INFORMATION SUPPLIED =>
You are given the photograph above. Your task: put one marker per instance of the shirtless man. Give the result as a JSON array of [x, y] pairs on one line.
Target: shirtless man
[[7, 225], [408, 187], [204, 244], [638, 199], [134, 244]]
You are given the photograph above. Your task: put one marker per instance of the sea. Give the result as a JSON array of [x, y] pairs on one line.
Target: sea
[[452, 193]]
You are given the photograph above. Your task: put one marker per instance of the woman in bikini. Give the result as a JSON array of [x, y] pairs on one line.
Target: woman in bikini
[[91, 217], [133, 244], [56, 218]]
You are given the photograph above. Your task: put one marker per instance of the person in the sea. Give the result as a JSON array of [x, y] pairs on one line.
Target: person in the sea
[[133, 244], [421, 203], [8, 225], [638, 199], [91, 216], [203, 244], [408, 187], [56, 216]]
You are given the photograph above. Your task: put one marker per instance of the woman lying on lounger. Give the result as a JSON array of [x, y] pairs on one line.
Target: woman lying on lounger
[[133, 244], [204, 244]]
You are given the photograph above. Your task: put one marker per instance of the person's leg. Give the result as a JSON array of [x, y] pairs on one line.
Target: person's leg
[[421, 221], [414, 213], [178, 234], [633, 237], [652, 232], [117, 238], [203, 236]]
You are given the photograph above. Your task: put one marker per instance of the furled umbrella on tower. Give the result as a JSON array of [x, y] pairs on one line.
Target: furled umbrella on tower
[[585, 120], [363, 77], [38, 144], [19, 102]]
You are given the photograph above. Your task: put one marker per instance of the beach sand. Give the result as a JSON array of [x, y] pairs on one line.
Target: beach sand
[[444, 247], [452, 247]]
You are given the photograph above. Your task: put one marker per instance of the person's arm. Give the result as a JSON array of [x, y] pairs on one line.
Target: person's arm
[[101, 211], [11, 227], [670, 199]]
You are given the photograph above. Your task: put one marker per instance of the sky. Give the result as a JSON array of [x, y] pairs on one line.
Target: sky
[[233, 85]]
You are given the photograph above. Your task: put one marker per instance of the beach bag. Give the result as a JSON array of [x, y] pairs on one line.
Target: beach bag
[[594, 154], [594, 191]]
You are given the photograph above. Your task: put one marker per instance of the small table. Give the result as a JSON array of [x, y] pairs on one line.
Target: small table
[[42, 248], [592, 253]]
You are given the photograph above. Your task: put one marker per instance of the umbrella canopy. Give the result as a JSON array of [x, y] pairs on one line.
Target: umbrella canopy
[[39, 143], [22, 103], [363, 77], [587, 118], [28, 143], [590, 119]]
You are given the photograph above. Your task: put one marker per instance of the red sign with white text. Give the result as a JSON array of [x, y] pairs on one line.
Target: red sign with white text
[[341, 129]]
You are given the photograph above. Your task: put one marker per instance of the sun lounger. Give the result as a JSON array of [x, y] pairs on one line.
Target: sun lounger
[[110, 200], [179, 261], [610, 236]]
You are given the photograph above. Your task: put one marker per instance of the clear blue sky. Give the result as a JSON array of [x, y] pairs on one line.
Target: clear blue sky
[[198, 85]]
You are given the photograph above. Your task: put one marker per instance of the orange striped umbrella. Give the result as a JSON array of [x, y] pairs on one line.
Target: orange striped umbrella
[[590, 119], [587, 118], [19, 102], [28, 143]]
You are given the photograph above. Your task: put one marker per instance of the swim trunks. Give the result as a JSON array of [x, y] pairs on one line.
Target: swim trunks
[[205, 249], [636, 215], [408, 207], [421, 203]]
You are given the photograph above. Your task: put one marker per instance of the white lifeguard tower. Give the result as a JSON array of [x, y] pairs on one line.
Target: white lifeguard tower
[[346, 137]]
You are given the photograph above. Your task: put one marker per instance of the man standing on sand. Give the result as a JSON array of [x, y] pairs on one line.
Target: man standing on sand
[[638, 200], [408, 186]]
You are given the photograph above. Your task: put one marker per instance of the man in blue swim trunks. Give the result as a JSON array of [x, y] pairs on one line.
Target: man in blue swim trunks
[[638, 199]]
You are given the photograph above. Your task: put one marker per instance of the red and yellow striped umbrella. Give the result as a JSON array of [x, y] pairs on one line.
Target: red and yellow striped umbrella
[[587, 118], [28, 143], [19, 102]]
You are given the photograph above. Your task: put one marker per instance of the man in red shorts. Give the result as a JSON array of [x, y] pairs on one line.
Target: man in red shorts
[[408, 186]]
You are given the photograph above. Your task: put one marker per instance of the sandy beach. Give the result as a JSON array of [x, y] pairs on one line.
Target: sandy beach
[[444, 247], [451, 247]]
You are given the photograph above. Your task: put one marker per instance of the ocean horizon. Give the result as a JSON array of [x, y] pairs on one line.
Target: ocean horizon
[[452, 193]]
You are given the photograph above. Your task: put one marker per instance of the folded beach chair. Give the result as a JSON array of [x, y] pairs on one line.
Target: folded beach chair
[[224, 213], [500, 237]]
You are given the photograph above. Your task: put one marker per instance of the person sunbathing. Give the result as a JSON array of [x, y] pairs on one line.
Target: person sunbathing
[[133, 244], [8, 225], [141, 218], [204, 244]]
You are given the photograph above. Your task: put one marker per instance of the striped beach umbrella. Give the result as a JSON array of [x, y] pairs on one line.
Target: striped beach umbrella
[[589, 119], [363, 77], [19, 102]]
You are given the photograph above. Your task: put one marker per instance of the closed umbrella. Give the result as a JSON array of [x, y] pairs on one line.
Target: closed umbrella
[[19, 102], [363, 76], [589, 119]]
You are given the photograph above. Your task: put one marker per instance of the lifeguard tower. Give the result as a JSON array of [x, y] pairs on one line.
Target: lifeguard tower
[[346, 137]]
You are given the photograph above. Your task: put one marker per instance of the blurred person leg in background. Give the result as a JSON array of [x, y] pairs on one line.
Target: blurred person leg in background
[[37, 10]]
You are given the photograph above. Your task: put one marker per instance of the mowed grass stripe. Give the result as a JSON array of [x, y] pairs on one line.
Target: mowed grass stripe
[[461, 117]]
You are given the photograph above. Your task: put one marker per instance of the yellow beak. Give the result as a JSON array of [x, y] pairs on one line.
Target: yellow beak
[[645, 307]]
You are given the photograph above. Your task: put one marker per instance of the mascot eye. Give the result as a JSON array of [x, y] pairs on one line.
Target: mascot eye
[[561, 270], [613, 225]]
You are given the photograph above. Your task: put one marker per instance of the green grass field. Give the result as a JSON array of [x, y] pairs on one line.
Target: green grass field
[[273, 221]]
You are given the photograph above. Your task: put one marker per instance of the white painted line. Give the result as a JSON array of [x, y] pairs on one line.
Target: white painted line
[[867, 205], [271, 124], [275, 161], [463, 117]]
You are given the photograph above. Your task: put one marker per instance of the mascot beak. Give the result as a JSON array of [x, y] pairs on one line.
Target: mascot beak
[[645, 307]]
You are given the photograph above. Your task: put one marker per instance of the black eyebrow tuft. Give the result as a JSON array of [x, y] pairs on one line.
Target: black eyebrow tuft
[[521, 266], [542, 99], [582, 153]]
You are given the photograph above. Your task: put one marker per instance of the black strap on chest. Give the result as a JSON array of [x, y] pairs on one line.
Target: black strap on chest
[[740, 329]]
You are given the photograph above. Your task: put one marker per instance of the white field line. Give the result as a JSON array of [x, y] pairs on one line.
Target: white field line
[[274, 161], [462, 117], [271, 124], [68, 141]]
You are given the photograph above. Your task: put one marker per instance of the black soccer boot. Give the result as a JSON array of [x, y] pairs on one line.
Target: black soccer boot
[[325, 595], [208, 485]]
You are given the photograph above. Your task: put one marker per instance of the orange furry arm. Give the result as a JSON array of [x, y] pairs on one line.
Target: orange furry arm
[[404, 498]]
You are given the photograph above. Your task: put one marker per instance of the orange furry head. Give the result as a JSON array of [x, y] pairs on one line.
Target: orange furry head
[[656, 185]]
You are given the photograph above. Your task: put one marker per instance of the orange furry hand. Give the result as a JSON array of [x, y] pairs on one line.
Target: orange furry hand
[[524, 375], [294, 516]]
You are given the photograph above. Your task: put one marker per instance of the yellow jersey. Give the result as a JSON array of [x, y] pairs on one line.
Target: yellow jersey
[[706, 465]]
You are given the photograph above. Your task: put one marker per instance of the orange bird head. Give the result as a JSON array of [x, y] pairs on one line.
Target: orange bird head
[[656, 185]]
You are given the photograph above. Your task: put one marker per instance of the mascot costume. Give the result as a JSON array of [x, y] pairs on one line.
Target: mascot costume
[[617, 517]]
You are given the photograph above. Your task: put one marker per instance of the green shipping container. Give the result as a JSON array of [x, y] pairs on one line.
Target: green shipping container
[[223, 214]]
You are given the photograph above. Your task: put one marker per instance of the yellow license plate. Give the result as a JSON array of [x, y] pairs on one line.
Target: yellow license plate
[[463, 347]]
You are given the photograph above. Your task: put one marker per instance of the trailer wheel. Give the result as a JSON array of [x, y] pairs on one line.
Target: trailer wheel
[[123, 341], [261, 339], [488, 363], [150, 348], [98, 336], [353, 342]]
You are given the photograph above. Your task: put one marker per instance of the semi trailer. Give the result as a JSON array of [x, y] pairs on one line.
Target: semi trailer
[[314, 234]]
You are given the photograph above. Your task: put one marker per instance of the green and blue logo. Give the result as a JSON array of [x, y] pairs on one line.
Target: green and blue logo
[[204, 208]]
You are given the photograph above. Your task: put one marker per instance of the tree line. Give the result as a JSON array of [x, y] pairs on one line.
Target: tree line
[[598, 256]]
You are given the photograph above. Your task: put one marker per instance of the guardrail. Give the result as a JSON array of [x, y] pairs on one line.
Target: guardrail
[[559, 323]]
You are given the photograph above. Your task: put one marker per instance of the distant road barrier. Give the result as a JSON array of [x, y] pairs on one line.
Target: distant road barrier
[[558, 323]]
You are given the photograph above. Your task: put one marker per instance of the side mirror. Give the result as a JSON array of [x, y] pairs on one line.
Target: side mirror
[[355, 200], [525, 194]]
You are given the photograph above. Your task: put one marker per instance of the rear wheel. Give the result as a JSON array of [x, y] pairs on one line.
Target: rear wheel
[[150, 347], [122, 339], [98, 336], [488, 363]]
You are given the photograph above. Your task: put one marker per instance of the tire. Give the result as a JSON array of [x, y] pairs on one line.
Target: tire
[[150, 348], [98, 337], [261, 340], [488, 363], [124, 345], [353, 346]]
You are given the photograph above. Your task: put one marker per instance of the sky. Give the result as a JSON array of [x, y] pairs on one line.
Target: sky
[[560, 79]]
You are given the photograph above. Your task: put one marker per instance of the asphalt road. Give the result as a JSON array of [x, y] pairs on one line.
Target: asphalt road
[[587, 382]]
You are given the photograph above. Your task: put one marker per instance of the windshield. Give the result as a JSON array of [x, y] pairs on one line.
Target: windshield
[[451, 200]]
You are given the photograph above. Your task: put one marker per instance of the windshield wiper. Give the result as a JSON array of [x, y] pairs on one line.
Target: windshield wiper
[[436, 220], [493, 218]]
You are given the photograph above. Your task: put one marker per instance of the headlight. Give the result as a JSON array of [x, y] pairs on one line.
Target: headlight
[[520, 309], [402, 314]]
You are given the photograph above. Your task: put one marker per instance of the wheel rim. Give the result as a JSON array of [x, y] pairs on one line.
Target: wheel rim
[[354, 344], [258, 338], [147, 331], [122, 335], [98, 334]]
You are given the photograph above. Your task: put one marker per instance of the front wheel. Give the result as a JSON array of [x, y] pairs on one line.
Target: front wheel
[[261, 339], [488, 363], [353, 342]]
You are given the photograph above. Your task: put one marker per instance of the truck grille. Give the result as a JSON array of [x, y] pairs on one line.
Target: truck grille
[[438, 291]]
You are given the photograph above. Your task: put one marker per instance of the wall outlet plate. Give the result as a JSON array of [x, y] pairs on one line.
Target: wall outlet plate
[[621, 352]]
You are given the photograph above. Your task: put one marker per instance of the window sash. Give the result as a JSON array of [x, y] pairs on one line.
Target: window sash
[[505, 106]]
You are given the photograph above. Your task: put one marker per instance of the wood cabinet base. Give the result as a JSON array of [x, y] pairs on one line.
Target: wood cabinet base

WORK ORDER => Check each line of the entries for "cabinet" and copy those that have it.

REPLY =>
You are given the photograph above. Your task: put one marker per instance of the wood cabinet base. Give the result as a JSON array of [x, y] pairs on one line.
Target: wood cabinet base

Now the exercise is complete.